Referring expression pointing data:
☆ ☆ ☆ ☆ ☆

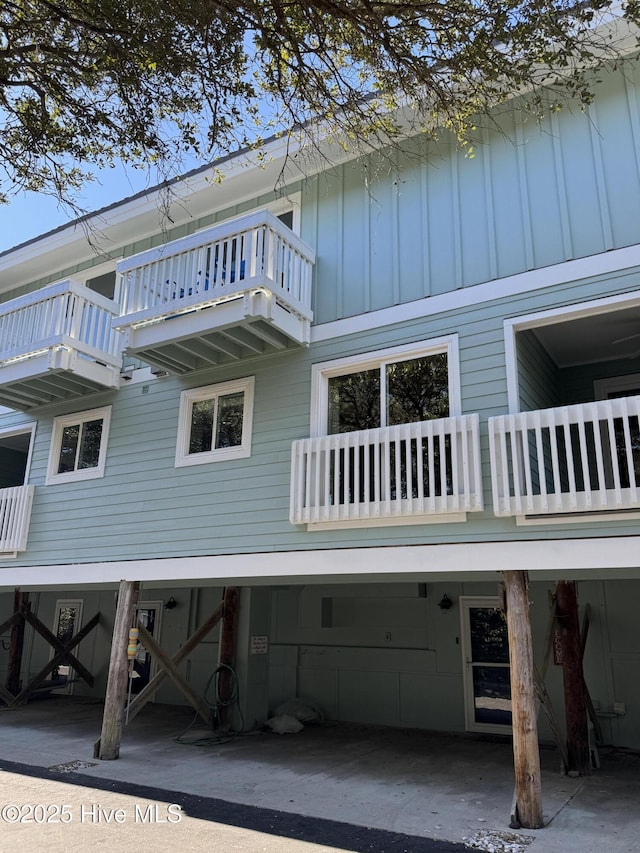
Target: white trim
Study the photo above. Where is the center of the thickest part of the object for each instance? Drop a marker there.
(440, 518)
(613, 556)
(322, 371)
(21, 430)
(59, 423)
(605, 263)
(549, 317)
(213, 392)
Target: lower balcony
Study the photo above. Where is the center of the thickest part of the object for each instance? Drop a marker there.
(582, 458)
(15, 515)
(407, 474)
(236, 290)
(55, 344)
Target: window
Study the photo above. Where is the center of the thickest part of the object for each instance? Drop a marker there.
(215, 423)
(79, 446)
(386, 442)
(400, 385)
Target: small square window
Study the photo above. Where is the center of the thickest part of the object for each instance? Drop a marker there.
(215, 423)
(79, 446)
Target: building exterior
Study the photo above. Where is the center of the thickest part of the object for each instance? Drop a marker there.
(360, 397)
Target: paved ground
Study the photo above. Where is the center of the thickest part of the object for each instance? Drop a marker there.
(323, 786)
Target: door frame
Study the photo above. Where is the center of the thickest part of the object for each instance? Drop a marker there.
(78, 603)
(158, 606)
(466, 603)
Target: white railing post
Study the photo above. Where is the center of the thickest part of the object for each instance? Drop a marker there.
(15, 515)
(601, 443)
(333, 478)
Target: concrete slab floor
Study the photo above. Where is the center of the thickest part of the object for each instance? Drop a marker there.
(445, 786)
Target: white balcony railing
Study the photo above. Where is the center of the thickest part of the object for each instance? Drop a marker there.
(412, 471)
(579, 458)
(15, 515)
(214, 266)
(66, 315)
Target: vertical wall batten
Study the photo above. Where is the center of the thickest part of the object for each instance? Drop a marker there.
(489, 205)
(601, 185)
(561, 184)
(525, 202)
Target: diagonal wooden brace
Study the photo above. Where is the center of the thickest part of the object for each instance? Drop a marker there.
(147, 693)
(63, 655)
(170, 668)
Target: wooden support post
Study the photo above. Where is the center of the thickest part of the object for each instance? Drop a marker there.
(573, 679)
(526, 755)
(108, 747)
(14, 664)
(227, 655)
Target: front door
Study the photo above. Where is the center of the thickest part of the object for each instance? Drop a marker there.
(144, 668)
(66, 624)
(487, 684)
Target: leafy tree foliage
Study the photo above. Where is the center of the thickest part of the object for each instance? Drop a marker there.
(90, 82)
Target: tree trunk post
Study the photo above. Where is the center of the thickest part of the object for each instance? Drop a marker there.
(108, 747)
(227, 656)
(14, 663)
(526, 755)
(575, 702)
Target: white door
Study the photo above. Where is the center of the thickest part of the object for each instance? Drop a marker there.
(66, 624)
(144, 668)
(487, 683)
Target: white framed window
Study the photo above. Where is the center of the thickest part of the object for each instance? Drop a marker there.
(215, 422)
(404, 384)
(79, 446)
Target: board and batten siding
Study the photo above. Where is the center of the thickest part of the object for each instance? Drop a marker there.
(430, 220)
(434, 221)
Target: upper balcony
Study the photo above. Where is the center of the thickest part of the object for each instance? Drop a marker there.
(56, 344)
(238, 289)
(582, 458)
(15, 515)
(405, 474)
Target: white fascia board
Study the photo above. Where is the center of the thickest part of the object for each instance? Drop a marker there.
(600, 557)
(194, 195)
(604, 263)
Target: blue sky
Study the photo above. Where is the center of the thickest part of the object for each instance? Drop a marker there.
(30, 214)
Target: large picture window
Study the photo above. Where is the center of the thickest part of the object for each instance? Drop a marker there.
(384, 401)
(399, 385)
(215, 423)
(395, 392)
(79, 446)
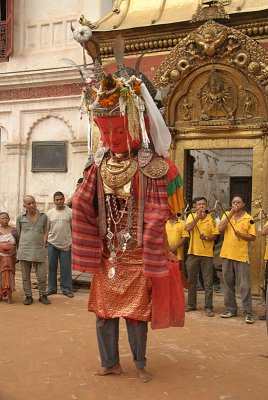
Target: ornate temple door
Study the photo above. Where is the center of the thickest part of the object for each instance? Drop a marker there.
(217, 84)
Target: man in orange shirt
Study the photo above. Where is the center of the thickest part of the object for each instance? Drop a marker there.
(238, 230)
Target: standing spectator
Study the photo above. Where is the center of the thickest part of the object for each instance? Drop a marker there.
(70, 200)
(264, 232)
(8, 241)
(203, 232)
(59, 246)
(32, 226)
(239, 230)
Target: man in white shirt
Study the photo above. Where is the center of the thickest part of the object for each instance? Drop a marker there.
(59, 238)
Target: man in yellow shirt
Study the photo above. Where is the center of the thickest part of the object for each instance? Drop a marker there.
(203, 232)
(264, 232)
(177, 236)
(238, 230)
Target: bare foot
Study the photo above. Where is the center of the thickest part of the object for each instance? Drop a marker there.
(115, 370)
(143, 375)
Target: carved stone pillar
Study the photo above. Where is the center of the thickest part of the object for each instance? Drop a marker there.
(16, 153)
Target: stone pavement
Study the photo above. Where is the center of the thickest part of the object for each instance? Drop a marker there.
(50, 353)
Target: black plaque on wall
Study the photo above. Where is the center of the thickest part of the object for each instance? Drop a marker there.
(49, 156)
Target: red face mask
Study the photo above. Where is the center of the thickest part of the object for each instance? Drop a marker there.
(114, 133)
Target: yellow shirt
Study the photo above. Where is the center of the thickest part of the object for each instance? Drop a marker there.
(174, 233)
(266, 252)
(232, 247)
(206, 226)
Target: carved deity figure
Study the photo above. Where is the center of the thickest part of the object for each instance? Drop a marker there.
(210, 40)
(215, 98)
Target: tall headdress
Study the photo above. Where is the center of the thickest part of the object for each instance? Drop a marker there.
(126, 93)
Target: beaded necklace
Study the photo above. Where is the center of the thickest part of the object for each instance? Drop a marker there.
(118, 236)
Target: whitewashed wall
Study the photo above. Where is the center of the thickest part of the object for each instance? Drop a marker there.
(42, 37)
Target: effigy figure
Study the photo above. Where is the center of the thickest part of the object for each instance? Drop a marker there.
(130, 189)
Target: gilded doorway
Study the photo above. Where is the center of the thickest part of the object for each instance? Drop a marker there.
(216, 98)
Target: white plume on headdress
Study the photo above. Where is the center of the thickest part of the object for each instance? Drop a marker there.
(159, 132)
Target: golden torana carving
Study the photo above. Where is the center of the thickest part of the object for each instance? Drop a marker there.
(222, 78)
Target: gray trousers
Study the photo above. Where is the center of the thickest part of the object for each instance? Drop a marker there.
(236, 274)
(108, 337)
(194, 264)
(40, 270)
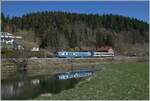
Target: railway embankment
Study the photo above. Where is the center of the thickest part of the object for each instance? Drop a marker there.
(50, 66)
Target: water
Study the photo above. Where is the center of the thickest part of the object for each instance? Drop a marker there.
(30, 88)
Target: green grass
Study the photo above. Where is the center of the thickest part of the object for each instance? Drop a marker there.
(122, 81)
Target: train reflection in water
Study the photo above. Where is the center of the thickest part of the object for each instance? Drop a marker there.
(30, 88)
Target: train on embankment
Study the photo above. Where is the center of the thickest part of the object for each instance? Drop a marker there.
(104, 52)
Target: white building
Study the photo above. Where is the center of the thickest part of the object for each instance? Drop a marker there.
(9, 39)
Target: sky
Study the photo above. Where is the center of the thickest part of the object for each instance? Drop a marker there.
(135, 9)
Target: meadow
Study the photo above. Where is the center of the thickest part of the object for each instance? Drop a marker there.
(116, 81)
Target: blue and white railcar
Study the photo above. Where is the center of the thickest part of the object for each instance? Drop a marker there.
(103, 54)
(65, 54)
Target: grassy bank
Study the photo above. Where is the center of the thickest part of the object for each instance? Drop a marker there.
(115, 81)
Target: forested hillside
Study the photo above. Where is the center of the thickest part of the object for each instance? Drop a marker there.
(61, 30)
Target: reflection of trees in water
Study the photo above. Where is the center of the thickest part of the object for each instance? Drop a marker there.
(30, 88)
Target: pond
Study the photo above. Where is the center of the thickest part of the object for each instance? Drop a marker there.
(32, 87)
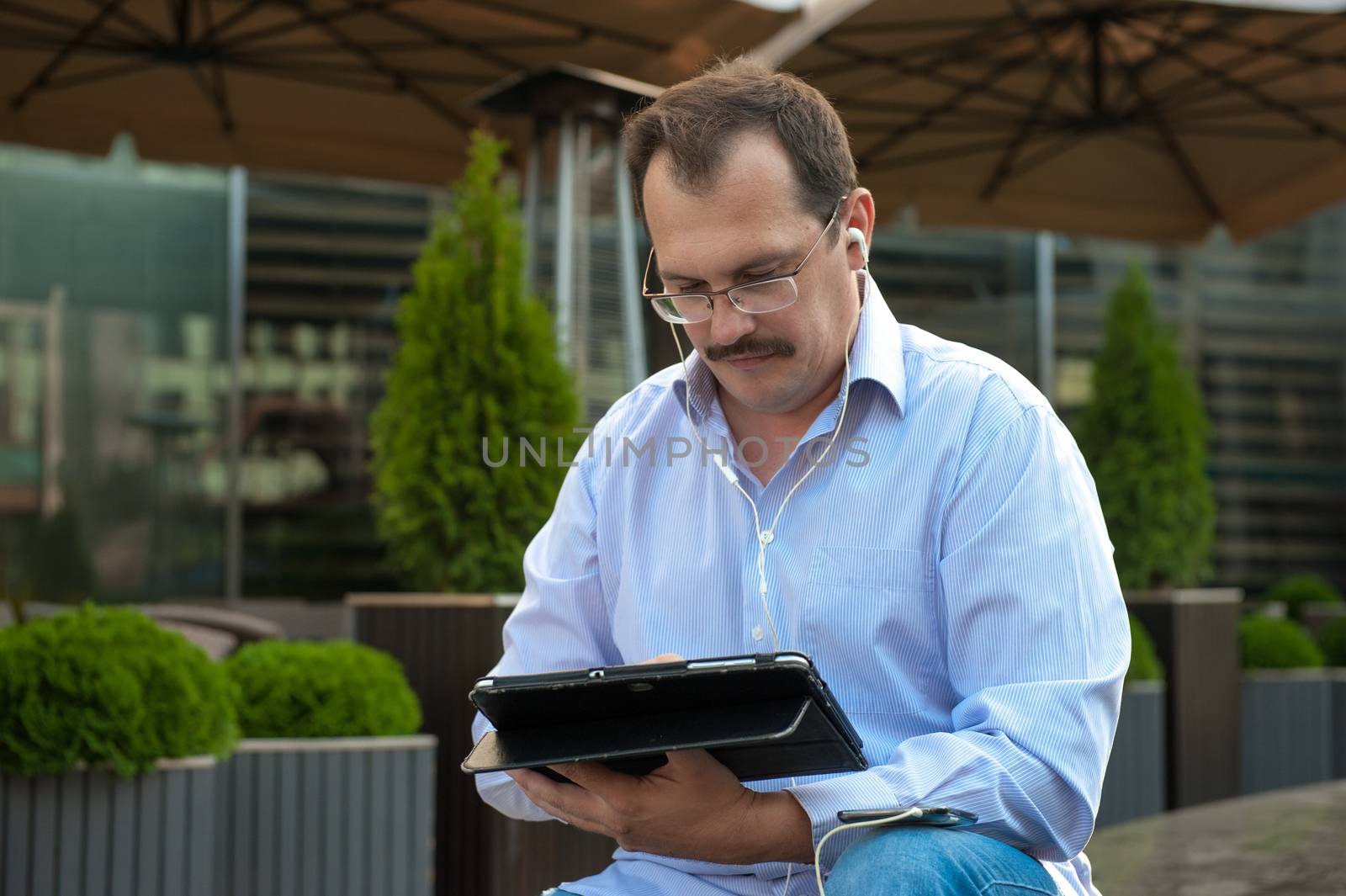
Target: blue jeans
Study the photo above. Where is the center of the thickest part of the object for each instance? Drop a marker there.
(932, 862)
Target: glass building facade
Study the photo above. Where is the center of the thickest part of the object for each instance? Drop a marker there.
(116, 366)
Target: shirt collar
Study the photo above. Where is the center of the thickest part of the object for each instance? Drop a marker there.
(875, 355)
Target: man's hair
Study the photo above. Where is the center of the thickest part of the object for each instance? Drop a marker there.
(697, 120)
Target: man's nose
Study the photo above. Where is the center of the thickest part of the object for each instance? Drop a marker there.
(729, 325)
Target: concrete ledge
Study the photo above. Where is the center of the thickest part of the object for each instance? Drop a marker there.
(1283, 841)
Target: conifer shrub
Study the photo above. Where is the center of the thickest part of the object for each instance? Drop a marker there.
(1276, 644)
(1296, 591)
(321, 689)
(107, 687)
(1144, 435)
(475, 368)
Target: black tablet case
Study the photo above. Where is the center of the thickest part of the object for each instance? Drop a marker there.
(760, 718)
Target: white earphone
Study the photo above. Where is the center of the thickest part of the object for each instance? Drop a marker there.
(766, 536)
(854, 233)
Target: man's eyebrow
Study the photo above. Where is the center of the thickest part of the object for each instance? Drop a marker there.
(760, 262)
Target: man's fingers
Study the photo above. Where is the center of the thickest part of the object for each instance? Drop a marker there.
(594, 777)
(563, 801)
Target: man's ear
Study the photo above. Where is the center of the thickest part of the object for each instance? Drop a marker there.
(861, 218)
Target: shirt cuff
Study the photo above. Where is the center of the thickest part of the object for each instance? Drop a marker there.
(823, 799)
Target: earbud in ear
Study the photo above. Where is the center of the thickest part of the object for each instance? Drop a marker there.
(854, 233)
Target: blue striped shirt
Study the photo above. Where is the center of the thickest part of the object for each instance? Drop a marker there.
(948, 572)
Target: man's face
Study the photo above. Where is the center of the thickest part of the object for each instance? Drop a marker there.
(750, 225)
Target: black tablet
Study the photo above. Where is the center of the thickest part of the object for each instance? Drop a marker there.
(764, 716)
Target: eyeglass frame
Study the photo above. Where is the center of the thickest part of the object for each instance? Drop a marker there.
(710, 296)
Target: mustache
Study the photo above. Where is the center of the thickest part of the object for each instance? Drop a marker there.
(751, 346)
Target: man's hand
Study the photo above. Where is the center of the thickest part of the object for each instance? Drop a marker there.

☆ ☆ ☆ ☆ ☆

- **DIRECTIONS**
Only the lines from the beginning of the records up to and including the line with "Target: lower balcony" should appear, exactly as they are, and no pictures.

- **EXERCISE RESPONSE**
Target: white trim
Study the photo above. Where is the center of the thickest part of the object for each instance? Drop a marker there.
(440, 518)
(613, 556)
(322, 371)
(21, 430)
(59, 423)
(605, 263)
(549, 317)
(213, 392)
Target: lower balcony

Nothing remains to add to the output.